EXERCISE TASKS>
a – In the article on microphones for voice assistants, what does Snips say it is building?
b – Carry on the article on microphones for voice assistants from the point at which it stops.

**PLEASE NOTE: This article contains deprecated benchmarks due to the release of newer versions of these boards. Your results may differ from results below.**
Interacting with our everyday devices using spoken language is something we have been fantasising about for decades. Indeed, in many regards, voice is the epitome of human-machine symbiosis. No instruction manuals, no learning curve, no accidental tap. Just express your will, and the machine shall serve you. In our quest to make technology disappear, voice has a key role to play. But before projecting ourselves too quickly into Tony Stark-Jarvis relationships, there are a few technical hurdles that need to get out of the way.
At Snips, we are building a voice platform allowing anyone to add privacy-preserving, AI-powered voice assistants to their connected devices. But in order to perform to its full potential, such device need appropriate hardware, and in particular, a microphone providing consistently high quality audio signal as input to our system.
Many of the devices that we target (e.g. home assistants, speakers, entertainment hubs, coffee machines, room control) typically sit somewhere in a room, at a certain distance away from us. And just like the remote control allows us to switch TV channel while staying in the couch, we want our voice controlled devices to understand what we are saying without having to walk up close to them and start shouting. Furthermore, we don’t want our devices to start triggering commands when we are not explicitly asking for them to do so, so we expect some tolerance to noise, music or conversations others might be having in the room. Summing up, a good microphone for our purposes would:
- allow the user to speak anywhere in the room, that is, from long distances, and from any angle
- be resistant to various kinds of noise (music, conversations, random sounds)

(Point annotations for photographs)
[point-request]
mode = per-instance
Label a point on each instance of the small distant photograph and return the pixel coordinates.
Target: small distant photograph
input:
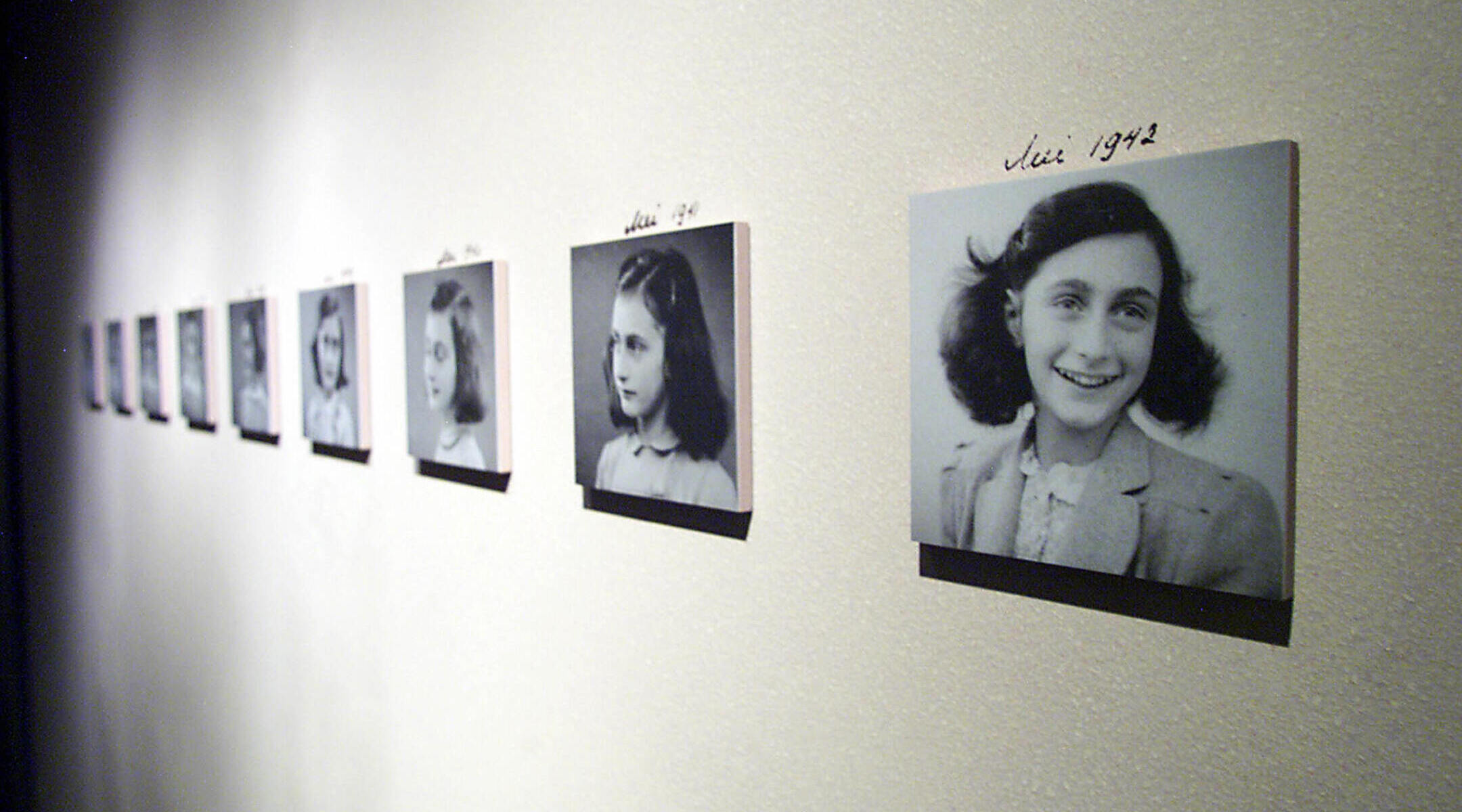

ANSWERS TO THE EXERCISE>
a – A voice platform allowing anyone to add privacy-preserving, AI-powered voice assistants to their connected devices.

b –
Finding a good microphone matching these criteria was a bit of a challenge. We started off using cheap, generic USB microphones, but they quickly turned out to be unsuited for the task. They only capture sound coming from up close, and from a specific direction. In this article, we share with you our experience using various advanced audio capture devices in the form of microphone arrays. The microphone arrays themselves do not solve the problem of understanding what we are saying to our devices, but they certainly are an essential component!
How we tested the microphones
Disclaimer: this article has been written primarily for makers. We followed the guides offered by each microphone array manufacturer. For some equipment we could not adjust the input gain so this might affect the performance of these microphones.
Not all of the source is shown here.